PROBLEM TO WORK ON
Provide an exact transcription of all the records.
─── TASK INPUT ───
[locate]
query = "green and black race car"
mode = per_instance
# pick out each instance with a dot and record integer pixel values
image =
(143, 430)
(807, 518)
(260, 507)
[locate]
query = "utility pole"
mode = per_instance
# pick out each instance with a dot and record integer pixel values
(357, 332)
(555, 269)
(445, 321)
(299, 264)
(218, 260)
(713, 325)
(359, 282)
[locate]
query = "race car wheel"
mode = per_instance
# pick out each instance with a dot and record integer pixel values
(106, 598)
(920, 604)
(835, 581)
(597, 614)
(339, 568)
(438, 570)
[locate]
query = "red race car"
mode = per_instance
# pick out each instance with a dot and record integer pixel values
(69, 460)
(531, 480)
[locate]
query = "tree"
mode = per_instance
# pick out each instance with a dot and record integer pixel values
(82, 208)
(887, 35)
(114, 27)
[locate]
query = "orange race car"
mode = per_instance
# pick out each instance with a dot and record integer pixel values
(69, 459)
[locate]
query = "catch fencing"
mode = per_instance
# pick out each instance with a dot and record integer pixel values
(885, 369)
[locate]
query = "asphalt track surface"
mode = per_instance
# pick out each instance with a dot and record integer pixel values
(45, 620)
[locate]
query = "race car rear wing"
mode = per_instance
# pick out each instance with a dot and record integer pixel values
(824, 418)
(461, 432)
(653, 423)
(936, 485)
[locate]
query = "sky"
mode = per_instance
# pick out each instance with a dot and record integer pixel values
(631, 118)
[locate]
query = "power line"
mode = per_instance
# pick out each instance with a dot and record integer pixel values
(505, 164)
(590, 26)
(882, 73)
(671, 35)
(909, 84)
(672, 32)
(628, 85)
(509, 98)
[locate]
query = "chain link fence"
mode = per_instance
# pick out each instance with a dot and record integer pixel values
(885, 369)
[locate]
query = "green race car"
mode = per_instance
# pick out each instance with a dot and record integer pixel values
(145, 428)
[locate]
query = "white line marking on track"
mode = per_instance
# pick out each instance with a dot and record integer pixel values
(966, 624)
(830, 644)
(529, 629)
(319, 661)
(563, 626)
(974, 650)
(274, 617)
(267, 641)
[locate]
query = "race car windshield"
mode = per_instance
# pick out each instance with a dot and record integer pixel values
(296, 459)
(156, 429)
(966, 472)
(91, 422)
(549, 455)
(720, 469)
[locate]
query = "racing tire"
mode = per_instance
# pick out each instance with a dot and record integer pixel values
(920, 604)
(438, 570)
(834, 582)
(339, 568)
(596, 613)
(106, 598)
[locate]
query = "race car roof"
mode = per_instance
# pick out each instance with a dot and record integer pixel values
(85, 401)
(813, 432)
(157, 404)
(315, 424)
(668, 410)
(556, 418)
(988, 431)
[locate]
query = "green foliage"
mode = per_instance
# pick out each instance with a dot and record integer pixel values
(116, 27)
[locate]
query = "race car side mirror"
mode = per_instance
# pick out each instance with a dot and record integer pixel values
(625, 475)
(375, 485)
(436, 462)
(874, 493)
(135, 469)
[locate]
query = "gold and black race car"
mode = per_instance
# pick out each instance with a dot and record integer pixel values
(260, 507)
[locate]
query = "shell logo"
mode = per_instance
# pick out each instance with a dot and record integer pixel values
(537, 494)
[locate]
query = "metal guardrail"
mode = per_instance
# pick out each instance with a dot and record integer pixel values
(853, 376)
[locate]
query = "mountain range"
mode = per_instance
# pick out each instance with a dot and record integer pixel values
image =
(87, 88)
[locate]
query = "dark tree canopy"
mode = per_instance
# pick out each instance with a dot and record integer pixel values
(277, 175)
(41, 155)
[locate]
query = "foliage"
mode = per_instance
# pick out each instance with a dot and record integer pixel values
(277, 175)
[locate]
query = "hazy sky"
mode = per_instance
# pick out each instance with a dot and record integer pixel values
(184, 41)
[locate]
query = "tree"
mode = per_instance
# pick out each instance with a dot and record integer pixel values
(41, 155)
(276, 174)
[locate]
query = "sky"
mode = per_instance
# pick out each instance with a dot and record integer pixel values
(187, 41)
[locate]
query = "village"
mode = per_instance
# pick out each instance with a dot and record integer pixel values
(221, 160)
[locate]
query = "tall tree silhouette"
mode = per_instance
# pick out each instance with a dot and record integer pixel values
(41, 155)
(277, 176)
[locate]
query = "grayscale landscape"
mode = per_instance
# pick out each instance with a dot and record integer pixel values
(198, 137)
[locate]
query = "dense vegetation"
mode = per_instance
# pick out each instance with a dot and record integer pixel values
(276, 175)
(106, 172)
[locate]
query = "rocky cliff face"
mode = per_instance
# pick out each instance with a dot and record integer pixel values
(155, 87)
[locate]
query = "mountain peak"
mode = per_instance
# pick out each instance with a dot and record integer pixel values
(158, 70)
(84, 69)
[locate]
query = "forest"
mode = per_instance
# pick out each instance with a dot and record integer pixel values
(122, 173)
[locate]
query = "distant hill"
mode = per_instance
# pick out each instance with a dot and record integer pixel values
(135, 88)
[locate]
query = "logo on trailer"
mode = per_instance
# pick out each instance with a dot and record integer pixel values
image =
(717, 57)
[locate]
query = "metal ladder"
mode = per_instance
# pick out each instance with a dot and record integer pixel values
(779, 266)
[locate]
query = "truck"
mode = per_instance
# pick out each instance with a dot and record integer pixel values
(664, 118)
───
THE SOLUTION
[locate]
query = "green and black race car"
mode = per_instance
# pick out each instance with a dot and record integer pixel values
image =
(143, 430)
(807, 518)
(260, 507)
[locate]
query = "utility pole"
mode = per_instance
# pick out each instance with a dot and record integer pixel values
(357, 332)
(555, 269)
(445, 321)
(299, 264)
(218, 260)
(713, 325)
(359, 282)
[locate]
query = "race car wheel"
mode = per_instance
# pick out each instance with a dot and record integer pixel values
(106, 598)
(920, 604)
(835, 581)
(597, 614)
(339, 568)
(438, 570)
[locate]
query = "red race car"
mode = per_instance
# pick out each instance with a dot and record integer pixel values
(69, 460)
(531, 480)
[locate]
query = "tree"
mode = per_instance
# pick out each instance with a dot and record integer pixel values
(82, 208)
(887, 35)
(114, 27)
[locate]
query = "orange race car"
mode = per_instance
# pick out each instance with a dot and record integer pixel values
(69, 459)
[locate]
query = "catch fencing"
mode = per_instance
# pick out each instance with a dot and record integer pixel values
(885, 369)
[locate]
query = "asphalt track surface"
mode = per_instance
# pick out each instance with a dot and record integer pixel values
(45, 620)
[locate]
query = "race car rear wing"
mode = per_instance
# pick out each instance with a dot and record integer pixel values
(824, 418)
(461, 432)
(653, 423)
(936, 485)
[locate]
query = "sky"
mode = per_instance
# pick out each instance with a dot and record integer pixel values
(631, 118)
[locate]
query = "power line"
mode = per_instance
# pick out each instance with a dot and record integer pixel values
(505, 164)
(590, 26)
(882, 73)
(671, 35)
(909, 84)
(672, 32)
(628, 85)
(509, 98)
[locate]
query = "chain link fence"
mode = per_instance
# pick out each instance with a dot and record integer pixel values
(885, 369)
[locate]
query = "green race car"
mode = per_instance
# pick out each instance with a dot and record integer pixel values
(145, 428)
[locate]
query = "white line marking on track"
mode = per_instance
# pick out each instance with a dot and record integer pixel values
(966, 624)
(830, 644)
(529, 629)
(319, 661)
(563, 626)
(974, 650)
(274, 617)
(267, 641)
[locate]
query = "race car windshield"
mode = per_instance
# pick out each instance with a dot and record integer pixel values
(296, 459)
(156, 429)
(966, 472)
(91, 422)
(549, 455)
(720, 469)
[locate]
query = "racing tire"
mode = per_instance
# pick out each instance with a dot and record integer pixel values
(920, 604)
(438, 570)
(834, 582)
(339, 568)
(596, 613)
(106, 598)
[locate]
query = "race car roof"
mode = per_instance
# pick out each instance with a dot and record integer pixel values
(85, 401)
(813, 432)
(157, 404)
(315, 424)
(668, 410)
(556, 418)
(988, 431)
[locate]
query = "green foliage"
mode = per_instance
# pick out each instance with a dot and record integer pixel values
(116, 27)
[locate]
query = "race car side mirror"
mode = per_instance
# pick out each instance with a dot and record integer pixel values
(625, 475)
(375, 485)
(436, 462)
(874, 493)
(135, 469)
[locate]
query = "gold and black race car"
mode = per_instance
# pick out each instance with a dot and record integer pixel values
(260, 507)
[locate]
query = "shell logo"
mode = per_instance
# pick out each instance with a dot and record integer pixel values
(537, 494)
[locate]
query = "metal guardrail"
mode = per_instance
# pick out each instance with a dot and record integer pixel values
(853, 376)
[locate]
query = "mountain range"
mode = per_instance
# pick out each instance with a dot and record integer pixel values
image =
(87, 88)
[locate]
query = "dark tree canopy"
mode = per_instance
# pick out each instance with a dot and record integer pixel values
(277, 175)
(41, 155)
[locate]
query = "foliage"
mode = per_instance
# pick out each instance with a dot and record integer pixel values
(277, 175)
[locate]
query = "hazy sky"
mode = per_instance
# pick out each instance with a dot and record integer pixel values
(184, 41)
[locate]
query = "tree"
mode = per_instance
# pick out each instance with a dot and record integer pixel values
(41, 155)
(276, 174)
[locate]
query = "sky"
mode = per_instance
# pick out each instance with a dot and record integer pixel values
(187, 41)
[locate]
query = "village"
mode = per_instance
# pick out each instance with a dot and record integer pixel values
(221, 160)
[locate]
query = "tall tree silhouette"
mode = per_instance
# pick out each instance with a dot and record integer pixel values
(41, 155)
(277, 176)
[locate]
query = "grayscale landscape"
mode = per_instance
# pick out each instance with a dot and record integer pixel values
(198, 137)
[locate]
query = "dense vegetation"
mode = per_instance
# pick out each instance with a dot and record integer pixel values
(276, 175)
(106, 172)
[locate]
query = "rocky cliff face"
mode = per_instance
# pick out each instance with a dot and record integer pixel values
(155, 87)
[locate]
query = "mountain peak"
mode = per_instance
# pick out each instance with a dot and record integer pixel values
(158, 70)
(84, 69)
[locate]
query = "forest"
mode = per_instance
# pick out each instance with a dot and record integer pixel values
(122, 173)
[locate]
query = "distant hill"
mode = per_instance
# pick out each instance with a dot and record integer pixel values
(135, 88)
[locate]
query = "logo on trailer"
mode = per_instance
# pick out each instance with a dot and record integer pixel values
image =
(717, 57)
[locate]
query = "metal ladder"
mode = per_instance
# pick out each instance with a dot and record integer pixel values
(779, 266)
[locate]
query = "truck"
mode = per_instance
# pick out each instance with a dot and record integer pixel values
(664, 118)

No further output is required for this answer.